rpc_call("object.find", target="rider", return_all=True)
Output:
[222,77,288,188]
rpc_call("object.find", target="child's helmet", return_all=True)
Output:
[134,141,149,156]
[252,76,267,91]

────────

» **WHAT THE TASK ASKS**
Retype the lines above character for character, changing nothing.

» **THE OUTPUT**
rpc_call("object.find", target="rider", return_all=True)
Output:
[222,77,288,188]
rpc_call("object.find", target="child's helmet", return_all=True)
Output:
[134,141,149,156]
[252,76,267,91]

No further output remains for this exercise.